[Задание 1]:
Ответьте по фрагменту текста на три вопроса, каждый ответ дайте с той же буквой:
(a) В каком году родилась К. Н. Зозуля?
(b) С какого числа вступил в силу советский уголовный кодекс?
(c) Какого числа начальник одесского окружного губернского управления уголовного розыска подготовил список подчиненных?
[Задание 2]:
Выпишите из фрагмента текста всех людей, которые там названы по фамилии.
[Задание 3]:
Сверьте с фрагментом текста три утверждения. На каждое ответьте «да» или «нет» и приведите слова текста, которые это решают:
(a) И. Е. Иваненко был агентом первого разряда.
(b) Уголовно-процессуальный кодекс вступил в силу раньше уголовного.
(c) И. М. Барбу назвали «хорошим, заслуженным работником угрозыска».

[Фрагмент текста]:
************

Автор отзыва, похоже, сообщал лишь то, что узнал лично. Например, о курьере-уборщице К. Н. Зозуле, родившейся в 1892 году, сказано: «Здоровая. Добросовестная, политически развита слабо».
Характеристики розыскников были отнюдь не однозначны. Например, агента первого разряда И. Е. Иваненко: «Спокойный, усердный, мягкий, добросовестный, оператор-следственник средний, политически развит слабо. Хороший товарищ».
Примечательна и характеристика агента второго разряда Л. Н. Шпигеля. Наряду с оценками усердия, добросовестности, политического развития, образа жизни и отношений с товарищами, указывалось: «Обнаруживает знания Уг<оловного> и Уг<оловно->Проц<ессуального> К<одексов>».
Отметим, что советский уголовный кодекс вступил в силу с 1 июня 1922 года. А уголовно-процессуальный – через месяц.
Стало быть, даже полгода спустя знание УК и УПК – редкий случай в Одокругрозыске. Впрочем, не со всех тогда и спрашивали.
Что до Катаева-младшего, претензий к его теоретической подготовке не высказано. Так, в связи с регулярно проводившимися сокращениями штатов, начальник одесского окружного губернского управления уголовного розыска подготовил 19 июня 1923 года список подчиненных, где приводились и краткие характеристики. Согласно этому документу, мангеймский уполномоченный – «хороший, заслуженный работник угрозыска»[127]
.Только о нем такой отзыв, прочие куда менее эмоциональны. Например, И. М. Барба – «хороший, энергичный работник».

************

(Записи набора данных)
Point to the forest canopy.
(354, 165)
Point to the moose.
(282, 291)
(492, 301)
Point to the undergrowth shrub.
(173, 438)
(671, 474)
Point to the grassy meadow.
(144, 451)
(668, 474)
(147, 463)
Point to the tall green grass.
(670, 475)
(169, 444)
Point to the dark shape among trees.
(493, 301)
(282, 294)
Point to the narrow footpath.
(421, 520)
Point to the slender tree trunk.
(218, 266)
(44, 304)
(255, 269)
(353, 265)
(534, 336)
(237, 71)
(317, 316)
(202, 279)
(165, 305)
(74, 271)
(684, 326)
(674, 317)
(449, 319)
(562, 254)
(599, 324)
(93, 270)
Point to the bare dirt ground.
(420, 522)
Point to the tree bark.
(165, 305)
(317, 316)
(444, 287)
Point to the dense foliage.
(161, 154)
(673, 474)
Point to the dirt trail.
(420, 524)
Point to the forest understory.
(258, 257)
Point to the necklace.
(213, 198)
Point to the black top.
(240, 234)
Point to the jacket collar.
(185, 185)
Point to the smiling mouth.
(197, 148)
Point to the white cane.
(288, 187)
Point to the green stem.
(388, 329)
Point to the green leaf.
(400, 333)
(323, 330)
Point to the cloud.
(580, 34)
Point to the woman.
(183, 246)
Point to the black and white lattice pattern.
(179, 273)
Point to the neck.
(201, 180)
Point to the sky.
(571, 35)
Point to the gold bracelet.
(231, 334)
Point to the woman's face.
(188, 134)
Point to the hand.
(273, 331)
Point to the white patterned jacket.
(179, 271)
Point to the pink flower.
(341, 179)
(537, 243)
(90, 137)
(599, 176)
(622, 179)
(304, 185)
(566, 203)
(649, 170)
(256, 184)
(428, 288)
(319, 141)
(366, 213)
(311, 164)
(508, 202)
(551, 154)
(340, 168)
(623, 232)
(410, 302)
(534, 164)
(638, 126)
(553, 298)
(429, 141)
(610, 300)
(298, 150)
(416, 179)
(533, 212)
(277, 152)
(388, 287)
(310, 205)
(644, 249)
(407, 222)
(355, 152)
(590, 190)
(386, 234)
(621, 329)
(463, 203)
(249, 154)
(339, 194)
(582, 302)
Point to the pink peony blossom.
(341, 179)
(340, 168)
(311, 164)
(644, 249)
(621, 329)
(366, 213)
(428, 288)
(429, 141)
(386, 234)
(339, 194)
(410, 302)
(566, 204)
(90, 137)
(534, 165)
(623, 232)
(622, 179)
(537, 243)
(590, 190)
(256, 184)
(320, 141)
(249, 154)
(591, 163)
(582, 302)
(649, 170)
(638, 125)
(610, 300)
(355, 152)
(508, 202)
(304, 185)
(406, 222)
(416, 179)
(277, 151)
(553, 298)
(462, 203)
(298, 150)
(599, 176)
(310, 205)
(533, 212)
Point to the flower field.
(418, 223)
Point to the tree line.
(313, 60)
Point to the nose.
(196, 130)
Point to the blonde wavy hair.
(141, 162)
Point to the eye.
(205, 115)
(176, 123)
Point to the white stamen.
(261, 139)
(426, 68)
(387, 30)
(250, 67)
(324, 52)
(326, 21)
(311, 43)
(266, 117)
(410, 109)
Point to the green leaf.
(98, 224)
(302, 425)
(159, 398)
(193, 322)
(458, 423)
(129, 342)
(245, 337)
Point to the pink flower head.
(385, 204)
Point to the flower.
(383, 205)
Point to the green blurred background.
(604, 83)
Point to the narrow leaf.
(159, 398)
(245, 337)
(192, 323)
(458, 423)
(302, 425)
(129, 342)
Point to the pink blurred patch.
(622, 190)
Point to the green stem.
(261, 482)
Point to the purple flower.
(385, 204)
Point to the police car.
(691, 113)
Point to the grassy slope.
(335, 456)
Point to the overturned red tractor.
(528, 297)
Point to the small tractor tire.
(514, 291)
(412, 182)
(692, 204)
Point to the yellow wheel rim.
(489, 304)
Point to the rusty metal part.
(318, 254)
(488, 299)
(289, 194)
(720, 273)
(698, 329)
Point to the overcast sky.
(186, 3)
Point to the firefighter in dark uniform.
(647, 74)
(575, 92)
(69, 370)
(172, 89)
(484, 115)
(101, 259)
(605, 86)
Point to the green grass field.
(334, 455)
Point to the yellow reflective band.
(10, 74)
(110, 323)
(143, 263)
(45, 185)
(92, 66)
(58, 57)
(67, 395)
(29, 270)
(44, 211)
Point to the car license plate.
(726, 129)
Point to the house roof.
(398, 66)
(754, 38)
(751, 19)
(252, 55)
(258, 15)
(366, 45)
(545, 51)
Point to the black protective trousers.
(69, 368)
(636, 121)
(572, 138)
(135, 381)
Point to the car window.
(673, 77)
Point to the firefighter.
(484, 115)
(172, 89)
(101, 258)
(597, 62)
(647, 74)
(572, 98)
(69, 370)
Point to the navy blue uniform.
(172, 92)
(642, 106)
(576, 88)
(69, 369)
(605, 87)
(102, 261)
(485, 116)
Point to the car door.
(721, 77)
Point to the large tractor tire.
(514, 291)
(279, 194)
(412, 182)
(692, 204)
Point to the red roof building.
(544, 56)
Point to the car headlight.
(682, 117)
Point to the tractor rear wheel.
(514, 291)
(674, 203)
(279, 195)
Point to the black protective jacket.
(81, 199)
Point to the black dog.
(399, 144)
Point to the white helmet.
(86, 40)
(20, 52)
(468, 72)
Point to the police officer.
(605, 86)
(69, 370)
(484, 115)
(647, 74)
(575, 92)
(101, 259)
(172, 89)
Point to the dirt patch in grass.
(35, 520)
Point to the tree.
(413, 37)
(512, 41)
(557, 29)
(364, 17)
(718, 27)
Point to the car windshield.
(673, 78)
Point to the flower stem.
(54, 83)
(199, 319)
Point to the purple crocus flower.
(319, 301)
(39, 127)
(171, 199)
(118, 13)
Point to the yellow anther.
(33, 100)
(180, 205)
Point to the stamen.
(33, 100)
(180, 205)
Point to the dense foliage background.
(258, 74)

************

[Полный ответ 1]:
(a) В 1892 году.
(b) С 1 июня 1922 года.
(c) 19 июня 1923 года.

[Полный ответ 2]:
К. Н. Зозуля, И. Е. Иваненко, Л. Н. Шпигель, Катаев-младший, И. М. Барба.

[Полный ответ 3]:
(a) Да: «агента первого разряда И. Е. Иваненко».
(b) Нет: «А уголовно-процессуальный – через месяц».
(c) Нет: «И. М. Барба – «хороший, энергичный работник»».